Listed entries:

==============================

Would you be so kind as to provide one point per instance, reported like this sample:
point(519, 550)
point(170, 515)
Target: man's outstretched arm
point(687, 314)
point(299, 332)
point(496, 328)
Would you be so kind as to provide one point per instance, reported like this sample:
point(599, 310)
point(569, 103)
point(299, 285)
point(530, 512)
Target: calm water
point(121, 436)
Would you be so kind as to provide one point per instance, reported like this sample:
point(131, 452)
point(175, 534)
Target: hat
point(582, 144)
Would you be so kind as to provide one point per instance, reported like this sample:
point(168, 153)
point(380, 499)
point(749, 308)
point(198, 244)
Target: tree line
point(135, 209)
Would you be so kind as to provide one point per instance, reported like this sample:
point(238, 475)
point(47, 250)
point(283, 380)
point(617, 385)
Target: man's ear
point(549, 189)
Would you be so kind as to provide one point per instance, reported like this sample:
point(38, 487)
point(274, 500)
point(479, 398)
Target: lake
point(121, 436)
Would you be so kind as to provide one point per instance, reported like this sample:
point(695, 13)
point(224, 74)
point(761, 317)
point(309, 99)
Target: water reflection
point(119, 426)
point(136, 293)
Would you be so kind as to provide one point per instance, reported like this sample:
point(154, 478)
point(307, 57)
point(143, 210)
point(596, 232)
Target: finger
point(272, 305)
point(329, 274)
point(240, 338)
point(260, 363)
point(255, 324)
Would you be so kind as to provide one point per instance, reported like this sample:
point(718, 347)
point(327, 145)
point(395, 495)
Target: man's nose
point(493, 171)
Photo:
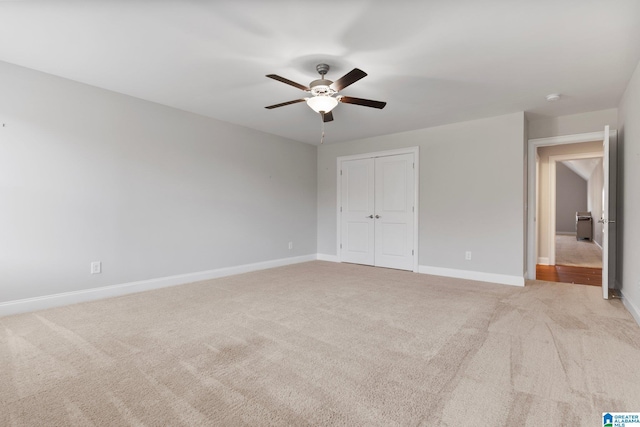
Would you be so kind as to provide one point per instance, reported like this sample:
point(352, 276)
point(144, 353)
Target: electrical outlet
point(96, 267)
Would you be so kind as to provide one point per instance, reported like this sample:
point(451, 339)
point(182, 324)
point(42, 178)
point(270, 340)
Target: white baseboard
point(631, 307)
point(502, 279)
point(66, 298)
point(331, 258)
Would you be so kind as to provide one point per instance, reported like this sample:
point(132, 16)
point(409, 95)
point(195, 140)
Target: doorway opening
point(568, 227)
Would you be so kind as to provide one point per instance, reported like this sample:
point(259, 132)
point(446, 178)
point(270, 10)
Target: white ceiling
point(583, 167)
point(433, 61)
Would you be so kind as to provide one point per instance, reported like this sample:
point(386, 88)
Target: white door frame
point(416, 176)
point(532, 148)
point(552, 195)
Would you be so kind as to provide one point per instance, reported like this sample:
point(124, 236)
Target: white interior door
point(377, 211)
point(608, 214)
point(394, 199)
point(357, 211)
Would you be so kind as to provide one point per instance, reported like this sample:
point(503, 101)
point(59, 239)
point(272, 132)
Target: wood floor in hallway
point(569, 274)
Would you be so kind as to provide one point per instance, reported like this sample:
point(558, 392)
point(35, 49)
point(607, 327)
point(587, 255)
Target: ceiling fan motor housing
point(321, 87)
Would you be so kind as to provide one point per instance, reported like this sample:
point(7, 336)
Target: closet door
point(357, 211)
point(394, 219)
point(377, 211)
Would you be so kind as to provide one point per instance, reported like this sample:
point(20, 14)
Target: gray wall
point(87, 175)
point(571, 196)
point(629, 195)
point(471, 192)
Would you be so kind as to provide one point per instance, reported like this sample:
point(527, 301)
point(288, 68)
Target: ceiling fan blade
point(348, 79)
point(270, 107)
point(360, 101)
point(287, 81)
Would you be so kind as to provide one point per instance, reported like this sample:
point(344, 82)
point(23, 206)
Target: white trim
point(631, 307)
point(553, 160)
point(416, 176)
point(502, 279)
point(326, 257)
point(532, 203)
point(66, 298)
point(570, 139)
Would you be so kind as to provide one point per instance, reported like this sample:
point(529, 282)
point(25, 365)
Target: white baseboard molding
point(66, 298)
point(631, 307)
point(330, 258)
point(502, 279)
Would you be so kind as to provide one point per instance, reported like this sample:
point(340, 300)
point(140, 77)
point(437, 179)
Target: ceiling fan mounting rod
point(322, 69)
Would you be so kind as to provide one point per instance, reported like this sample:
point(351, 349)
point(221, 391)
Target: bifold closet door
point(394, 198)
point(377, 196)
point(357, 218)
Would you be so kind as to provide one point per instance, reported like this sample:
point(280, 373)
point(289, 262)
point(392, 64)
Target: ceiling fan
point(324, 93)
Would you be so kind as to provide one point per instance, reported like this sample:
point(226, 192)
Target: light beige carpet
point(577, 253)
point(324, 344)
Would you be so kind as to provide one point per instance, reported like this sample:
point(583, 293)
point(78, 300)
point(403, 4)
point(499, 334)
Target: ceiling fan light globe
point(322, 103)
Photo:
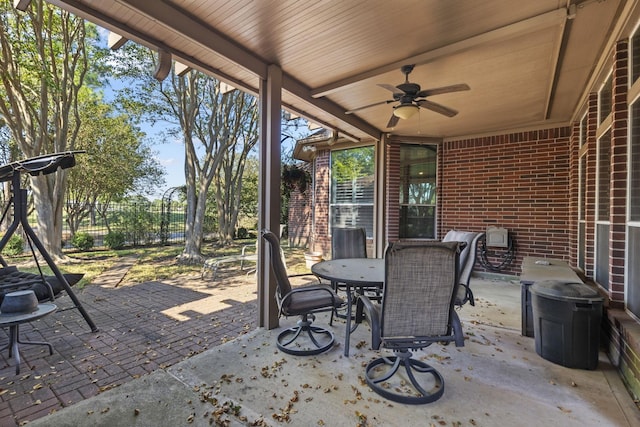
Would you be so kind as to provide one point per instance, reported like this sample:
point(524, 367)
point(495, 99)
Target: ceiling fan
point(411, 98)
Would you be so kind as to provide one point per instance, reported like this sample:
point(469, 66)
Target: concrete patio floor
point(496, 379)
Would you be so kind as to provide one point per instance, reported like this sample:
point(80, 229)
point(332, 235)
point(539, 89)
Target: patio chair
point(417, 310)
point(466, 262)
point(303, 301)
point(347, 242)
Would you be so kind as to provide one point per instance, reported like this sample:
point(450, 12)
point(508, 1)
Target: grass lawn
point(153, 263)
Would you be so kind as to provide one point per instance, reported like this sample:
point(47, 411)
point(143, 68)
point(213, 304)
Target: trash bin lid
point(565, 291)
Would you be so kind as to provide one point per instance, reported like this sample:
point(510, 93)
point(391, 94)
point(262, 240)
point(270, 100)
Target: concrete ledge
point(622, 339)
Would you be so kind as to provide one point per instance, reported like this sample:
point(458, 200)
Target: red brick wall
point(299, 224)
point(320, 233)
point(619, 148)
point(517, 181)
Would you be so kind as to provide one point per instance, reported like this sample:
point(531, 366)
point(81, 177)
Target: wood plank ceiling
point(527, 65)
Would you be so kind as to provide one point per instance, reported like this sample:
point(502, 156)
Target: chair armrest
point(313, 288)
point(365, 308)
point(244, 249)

==============================

Problem description:
Write out the material word for word, starting at its very first line and ending at the line that contains "point(496, 328)", with that line included.

Response below:
Would you be so kind as to provide one point per instance, reported like this sample:
point(519, 550)
point(170, 515)
Target: man's outstretched arm
point(687, 314)
point(299, 332)
point(496, 328)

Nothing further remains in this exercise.